[DOCUMENT PASSAGE]
========================================

Shore Leave is the non-Trek culture arm of the Deep Space Spines website, posted every other Tuesday and made possible by donations to the site’s Patreon.


Image result for severance ling maThis fortnight’s big non-Trek read was Severance by Ling Ma, which infuses the apocalypse with a significant helping of millennial weltschmerz. In an alternate-continuity 2011, a dangerous fungal infection makes its way across the continents, causing nearly the entire world’s population to fall ill. The infected victims, known as the “fevered”, seem to perform mundane tasks over and over. Candace Chen, a young woman who works for a print supplier arranging printings of specialty Bibles, never becomes fevered, and just kind of hangs out in New York City continuing her routine until doing so becomes entirely untenable. I’ll grant this is a pretty reductive take, but it’s kind of like The Road, except if that book had gradually turned into The Handmaid’s Tale, and also had a lot to say about capitalism.

Severance is one of those books I consider really good, yet I still have a lot of problems with it. It’s very slight—could have easily stood to be at least a hundred pages longer. Most of the parts about Bible printing and Candace’s upbringing described such specialized events in such fine detail that I often more like a voyeur than a reader. The book is weighted more in favor of the events leading up to Candace leaving New York than those of the present, and while I’m a fan of world-building and backstory, I personally think it would have been better had that emphasis been reversed. Also, it’s implied on a couple of blink-and-you-miss-them occasions that it’s nostalgia that triggers the fevering, a really fascinating conceit that isn’t explored at nearly enough depth.

Nevertheless, despite the above criticisms, it is without question the most arresting book I have read so far this year, with pound for pound the most “Oh. I like that” passages of anything else I’ve read, and I highly recommend it.

========================================

[MATERIAL SUPPLIED]
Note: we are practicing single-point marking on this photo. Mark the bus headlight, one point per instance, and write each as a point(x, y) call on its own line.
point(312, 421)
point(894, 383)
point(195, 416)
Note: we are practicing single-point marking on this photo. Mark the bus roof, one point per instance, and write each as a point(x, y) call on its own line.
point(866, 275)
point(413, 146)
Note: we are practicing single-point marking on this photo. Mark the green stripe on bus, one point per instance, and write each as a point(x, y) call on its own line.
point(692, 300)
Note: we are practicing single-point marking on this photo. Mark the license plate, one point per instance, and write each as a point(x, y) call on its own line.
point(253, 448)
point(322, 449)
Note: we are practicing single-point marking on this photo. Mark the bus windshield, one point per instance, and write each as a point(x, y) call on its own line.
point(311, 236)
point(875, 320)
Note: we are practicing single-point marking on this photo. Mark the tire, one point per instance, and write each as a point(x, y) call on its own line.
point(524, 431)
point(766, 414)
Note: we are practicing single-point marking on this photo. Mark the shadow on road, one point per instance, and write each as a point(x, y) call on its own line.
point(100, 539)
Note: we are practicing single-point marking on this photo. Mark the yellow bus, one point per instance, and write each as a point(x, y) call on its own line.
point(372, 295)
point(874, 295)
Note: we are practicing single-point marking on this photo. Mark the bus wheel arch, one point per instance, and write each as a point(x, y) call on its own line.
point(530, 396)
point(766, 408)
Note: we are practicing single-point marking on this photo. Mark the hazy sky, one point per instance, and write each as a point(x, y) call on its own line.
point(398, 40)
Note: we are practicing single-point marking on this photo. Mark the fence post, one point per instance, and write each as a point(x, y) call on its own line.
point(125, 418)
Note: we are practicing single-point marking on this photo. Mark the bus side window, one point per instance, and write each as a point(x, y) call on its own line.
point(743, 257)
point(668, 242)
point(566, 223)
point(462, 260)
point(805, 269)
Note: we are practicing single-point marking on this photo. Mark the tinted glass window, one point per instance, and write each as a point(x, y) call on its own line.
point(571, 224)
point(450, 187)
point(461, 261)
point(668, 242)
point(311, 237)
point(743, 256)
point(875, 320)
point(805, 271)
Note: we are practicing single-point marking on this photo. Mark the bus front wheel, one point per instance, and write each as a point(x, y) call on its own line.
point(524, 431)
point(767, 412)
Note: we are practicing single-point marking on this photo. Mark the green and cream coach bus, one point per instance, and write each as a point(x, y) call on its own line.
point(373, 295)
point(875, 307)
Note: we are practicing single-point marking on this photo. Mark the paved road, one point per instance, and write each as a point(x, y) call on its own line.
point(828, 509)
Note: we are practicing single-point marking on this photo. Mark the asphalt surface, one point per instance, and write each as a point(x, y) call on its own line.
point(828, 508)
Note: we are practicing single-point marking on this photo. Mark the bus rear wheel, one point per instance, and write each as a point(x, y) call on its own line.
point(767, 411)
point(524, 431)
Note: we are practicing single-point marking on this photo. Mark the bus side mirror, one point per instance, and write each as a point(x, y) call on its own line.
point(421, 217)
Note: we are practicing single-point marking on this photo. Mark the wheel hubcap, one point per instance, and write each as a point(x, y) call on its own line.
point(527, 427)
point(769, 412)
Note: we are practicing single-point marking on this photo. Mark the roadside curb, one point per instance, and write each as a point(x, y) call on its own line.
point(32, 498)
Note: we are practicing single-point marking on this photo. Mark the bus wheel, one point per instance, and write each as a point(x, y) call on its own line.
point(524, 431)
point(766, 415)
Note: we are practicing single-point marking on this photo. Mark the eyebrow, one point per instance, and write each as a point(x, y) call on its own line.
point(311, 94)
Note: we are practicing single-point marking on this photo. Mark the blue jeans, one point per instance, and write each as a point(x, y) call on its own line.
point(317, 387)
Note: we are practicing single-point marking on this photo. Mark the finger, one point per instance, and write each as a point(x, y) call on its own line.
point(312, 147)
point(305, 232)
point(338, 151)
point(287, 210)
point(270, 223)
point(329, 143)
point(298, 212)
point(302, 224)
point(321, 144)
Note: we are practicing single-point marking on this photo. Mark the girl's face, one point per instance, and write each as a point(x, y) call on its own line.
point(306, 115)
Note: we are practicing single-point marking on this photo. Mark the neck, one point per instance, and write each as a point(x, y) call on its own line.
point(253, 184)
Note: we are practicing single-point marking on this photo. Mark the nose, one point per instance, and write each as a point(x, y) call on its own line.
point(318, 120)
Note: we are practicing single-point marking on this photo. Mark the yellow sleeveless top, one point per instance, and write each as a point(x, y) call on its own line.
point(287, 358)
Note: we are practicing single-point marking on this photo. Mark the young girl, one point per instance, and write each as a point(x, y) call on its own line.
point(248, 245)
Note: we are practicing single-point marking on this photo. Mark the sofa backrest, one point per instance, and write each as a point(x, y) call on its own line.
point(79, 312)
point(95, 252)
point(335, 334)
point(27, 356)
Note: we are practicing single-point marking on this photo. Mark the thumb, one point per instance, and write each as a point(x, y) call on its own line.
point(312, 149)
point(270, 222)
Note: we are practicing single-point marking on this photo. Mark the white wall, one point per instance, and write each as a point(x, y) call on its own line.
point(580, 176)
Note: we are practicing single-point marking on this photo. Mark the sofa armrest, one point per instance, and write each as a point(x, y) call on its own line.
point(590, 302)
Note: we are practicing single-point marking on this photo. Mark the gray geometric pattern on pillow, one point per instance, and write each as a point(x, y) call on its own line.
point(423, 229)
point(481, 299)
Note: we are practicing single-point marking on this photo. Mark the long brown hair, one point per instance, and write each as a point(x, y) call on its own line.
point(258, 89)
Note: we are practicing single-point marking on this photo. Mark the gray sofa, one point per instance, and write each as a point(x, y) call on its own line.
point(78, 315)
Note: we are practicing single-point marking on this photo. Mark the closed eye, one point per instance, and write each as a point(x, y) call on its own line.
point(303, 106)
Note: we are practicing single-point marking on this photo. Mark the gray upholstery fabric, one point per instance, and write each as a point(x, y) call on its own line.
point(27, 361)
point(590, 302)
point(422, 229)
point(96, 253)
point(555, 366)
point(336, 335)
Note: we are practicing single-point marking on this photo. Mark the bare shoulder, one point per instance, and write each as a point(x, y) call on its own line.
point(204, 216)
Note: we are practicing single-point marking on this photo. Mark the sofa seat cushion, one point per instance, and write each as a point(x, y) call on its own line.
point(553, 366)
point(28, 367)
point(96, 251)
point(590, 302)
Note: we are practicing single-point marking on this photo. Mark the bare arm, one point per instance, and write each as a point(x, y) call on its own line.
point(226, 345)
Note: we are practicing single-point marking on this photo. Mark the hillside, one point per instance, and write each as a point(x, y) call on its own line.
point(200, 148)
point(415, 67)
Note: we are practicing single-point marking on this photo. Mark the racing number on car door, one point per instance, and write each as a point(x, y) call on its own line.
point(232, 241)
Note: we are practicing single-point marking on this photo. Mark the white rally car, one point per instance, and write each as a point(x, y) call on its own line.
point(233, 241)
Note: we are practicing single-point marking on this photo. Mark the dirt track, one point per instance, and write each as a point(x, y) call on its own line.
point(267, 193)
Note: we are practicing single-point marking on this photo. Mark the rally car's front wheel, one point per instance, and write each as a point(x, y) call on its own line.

========================================

[YOUR OBJECTIVE] Copy the review, starting at the words "Shore Leave is" and stopping after "to the site’s Patreon.", with "every other Tuesday" swapped out for "every Friday". The rows aren't needed for this.

[WORKED SOLUTION]
Shore Leave is the non-Trek culture arm of the Deep Space Spines website, posted every Friday and made possible by donations to the site’s Patreon.